[Opening Records for processing section]

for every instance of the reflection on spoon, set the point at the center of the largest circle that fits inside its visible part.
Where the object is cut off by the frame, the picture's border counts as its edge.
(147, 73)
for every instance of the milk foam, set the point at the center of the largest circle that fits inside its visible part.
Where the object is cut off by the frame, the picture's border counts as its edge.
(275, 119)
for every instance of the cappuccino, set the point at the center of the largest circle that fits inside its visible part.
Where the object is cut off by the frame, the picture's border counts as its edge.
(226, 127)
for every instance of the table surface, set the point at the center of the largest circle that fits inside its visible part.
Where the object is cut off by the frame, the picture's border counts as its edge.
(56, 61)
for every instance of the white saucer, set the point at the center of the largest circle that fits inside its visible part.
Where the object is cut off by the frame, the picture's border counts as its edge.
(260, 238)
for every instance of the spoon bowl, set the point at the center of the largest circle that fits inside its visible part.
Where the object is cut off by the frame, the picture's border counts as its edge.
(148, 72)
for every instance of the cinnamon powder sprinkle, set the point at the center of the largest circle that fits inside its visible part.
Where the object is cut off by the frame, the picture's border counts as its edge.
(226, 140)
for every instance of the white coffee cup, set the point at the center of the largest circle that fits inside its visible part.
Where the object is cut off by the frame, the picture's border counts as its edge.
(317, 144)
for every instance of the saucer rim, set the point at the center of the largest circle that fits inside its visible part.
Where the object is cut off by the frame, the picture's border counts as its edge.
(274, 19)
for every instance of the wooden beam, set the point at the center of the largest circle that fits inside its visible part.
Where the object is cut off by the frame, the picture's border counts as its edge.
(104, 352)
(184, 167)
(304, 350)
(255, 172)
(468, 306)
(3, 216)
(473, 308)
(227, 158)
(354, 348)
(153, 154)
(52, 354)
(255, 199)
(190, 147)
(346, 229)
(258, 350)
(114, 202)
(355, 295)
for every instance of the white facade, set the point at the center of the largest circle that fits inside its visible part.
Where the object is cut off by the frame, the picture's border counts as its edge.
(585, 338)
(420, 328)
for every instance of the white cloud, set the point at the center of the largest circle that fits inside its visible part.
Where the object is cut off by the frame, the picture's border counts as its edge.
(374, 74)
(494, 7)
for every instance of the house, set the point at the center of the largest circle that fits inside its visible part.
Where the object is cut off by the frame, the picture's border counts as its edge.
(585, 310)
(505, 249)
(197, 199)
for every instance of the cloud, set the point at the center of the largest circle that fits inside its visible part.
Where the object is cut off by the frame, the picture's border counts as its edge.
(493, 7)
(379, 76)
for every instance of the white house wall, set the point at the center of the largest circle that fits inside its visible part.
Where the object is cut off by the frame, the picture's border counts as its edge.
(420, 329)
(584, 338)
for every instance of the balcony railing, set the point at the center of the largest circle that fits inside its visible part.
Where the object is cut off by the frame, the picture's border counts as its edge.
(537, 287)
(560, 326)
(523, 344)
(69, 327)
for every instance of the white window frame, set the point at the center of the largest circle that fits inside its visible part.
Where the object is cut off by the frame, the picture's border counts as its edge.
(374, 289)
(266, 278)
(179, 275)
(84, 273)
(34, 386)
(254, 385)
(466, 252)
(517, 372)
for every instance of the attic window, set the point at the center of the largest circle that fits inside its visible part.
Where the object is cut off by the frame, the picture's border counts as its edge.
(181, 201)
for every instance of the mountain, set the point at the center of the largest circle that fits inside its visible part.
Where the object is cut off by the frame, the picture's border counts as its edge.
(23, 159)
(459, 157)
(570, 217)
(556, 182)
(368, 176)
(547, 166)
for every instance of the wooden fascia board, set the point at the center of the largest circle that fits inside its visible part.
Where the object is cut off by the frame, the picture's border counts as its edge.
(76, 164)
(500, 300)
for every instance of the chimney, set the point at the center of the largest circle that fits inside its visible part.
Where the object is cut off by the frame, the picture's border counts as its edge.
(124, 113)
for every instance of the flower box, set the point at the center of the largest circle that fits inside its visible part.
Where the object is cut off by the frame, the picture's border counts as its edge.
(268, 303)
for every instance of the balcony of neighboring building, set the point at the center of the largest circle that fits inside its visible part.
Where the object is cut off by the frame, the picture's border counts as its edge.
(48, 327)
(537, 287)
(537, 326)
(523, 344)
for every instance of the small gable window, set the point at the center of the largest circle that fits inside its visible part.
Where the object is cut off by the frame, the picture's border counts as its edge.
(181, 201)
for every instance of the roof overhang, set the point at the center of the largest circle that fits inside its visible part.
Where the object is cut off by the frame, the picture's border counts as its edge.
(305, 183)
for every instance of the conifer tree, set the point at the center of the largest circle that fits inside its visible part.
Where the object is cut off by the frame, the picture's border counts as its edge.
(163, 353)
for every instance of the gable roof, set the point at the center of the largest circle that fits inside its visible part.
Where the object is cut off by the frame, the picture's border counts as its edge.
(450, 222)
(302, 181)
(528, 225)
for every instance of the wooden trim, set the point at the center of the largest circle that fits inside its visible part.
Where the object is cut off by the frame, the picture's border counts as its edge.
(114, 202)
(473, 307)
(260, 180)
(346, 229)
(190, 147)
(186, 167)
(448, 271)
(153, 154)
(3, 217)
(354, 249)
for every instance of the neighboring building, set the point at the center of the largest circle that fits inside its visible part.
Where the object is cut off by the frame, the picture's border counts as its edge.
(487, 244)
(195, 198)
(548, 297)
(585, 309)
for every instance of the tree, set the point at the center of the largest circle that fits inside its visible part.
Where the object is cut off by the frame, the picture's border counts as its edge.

[Closing Records for processing section]

### Task
Line by line, copy the records exactly.

### Task response
for every instance of the reflection on spoon, set the point at the center of the largest circle that fits inside its visible part.
Where the object is cut off by the frame, the picture's border counts as its edge.
(147, 73)
for every instance of the milk foam, set the point at the center of the largest circle that fits inside its visible part.
Where the object is cut off by the frame, the picture's border counts as its edge.
(275, 119)
for every instance of the cappuccino, set the point at the center of the largest circle that fits inside its visible part.
Where the object is cut off by the frame, the picture's border counts as its edge.
(226, 127)
for every instance of the table surface, set the point at the center of the largest circle that fits inside its visible part.
Where the object is cut off by the frame, the picture's border counts as its edge.
(56, 61)
for every instance of the white saucer, set the point at the center of the largest circle that fits inside its visible part.
Where the object is cut off by the frame, the picture's border counts as its edge.
(260, 238)
for every instance of the spoon bowl, set the point at the center of the largest circle that fits inside its visible part.
Where the object is cut off by the frame, the picture's border counts as its edge.
(148, 72)
for every instance of the cinnamon powder sprinkle, set the point at the center of the largest circle that fits inside its visible part.
Where the object is cut off by the frame, the picture's border counts as its edge.
(226, 140)
for every instance of the white coffee cup, set the point at the center of the largest circle that fits inside its visible part.
Where the object is cut off by the frame, the picture's border counts as its edge.
(317, 144)
for every instance of the saucer rim, set the point at the center of the largest circle that fits inside its visible part.
Where the object is cut off by the frame, the picture's border counts as its edge.
(274, 19)
for every instance of the wooden beam, set the point at the center of the largest circle that fits inside its visible part.
Where the object is cut off by the frame, the picture's border counts as its edge.
(104, 352)
(184, 167)
(304, 350)
(255, 172)
(468, 306)
(3, 216)
(473, 308)
(227, 158)
(354, 348)
(153, 154)
(52, 354)
(255, 199)
(190, 147)
(346, 229)
(258, 350)
(114, 202)
(355, 295)
for every instance of the white facade, set the point at the center of the largest circle that fits inside its visible part.
Where the object is cut off by the frame, the picture's border counts as its edge.
(585, 338)
(420, 328)
for every instance of the white cloud, set the point at the center of the largest circle that fits inside its visible part.
Where the object is cut off by the frame, the picture's border counts as its edge.
(374, 74)
(494, 7)
for every instance of the house, set the point at the center of the largest circle that fits inside its visible part.
Where the object is cut off by the frame, the picture's border counts as its edge.
(585, 310)
(505, 249)
(197, 199)
for every instance of the cloud, set the point at the center of the largest circle that fits inside its visible part.
Where the object is cut off by the frame, the picture's border counts as its edge.
(493, 7)
(379, 76)
for every instance of the white house wall, set the point at the center of the largest circle that fits inside its visible part.
Where the object is cut off by the frame, the picture's border counts as its edge.
(420, 329)
(584, 338)
for every instance of the balcony railing, set the point at the center of the largest circle that fits inside its visible part.
Where the object is cut off by the frame, the picture's border counts as its edge.
(537, 287)
(560, 326)
(523, 344)
(69, 327)
for every instance of the white window frame, set the point at the center of the largest circle that fits inside its visible part.
Where the object is cut off by the frame, the picture's border counts as its edge.
(374, 289)
(266, 278)
(179, 275)
(84, 273)
(34, 386)
(254, 385)
(466, 252)
(517, 372)
for every instance of the attic window, set the point at the center of the largest circle that fits inside its visible part.
Where the object is cut off by the frame, the picture's border counts as its edge.
(181, 201)
for every instance of the mountain, set the point at the center of the largest circle that fits inside its visible part.
Where the object is cut off by the frame, the picture's border counts as its edge.
(23, 159)
(459, 157)
(570, 217)
(556, 182)
(368, 176)
(547, 166)
for every instance of the wooden fascia board, set the point at the center of the largest circle that fits inside its visible part.
Where the object is cut off by the frame, the picture's border counts as its edge.
(76, 164)
(500, 300)
for every instance of the chimney, set the point at the center of the largest circle that fits inside its visible part.
Where the object is cut off by the frame, the picture's border counts as its edge.
(124, 113)
for every instance of the flower box, set the point at the center of the largest circle that fits inside its visible part.
Where the object is cut off by the frame, the picture's border counts as its edge.
(268, 303)
for every instance of the balcony of neighboring building, set the point at the center of the largest circle that fits inside its visible part.
Where the object is cut off by the frame, the picture's border counts as its edge.
(48, 327)
(537, 287)
(537, 326)
(523, 344)
for every instance of the small gable window, set the point at the center of the largest circle that fits inside its visible part.
Where the object is cut off by the frame, the picture's border counts as its edge.
(181, 201)
for every instance of the roof overhang, set the point at the center of the largest circle that fits inside its visible part.
Where the object is cut off by the frame, the picture's border counts as its edge.
(305, 183)
for every instance of the conifer tree, set the point at the center of the largest circle that fits inside its visible part.
Where the object is cut off by the frame, the picture's border counts as its edge.
(163, 353)
for every instance of the gable roof, set the point at the center of the largest circle that fits inside its visible part.
Where the object is cut off by the frame, the picture's border counts as its edge.
(450, 222)
(302, 181)
(528, 225)
for every instance of the wooden trim, set the point at the center of the largest circle that fits inside its visible part.
Where the object is cut off by the frame, the picture's border counts as its edge.
(114, 202)
(473, 307)
(260, 180)
(346, 229)
(190, 147)
(186, 167)
(448, 271)
(153, 154)
(3, 217)
(354, 249)
for every instance of the neighboring building, set the point at the center of the largest circle that fits inside its visible part.
Where the object is cut off by the frame, the picture's border counts as its edge.
(487, 244)
(195, 198)
(548, 297)
(585, 309)
for every instance of the tree, set the point at the center of the largest circle that fits inside its visible part.
Where the object is cut off by the frame, the picture's border counts as its edge.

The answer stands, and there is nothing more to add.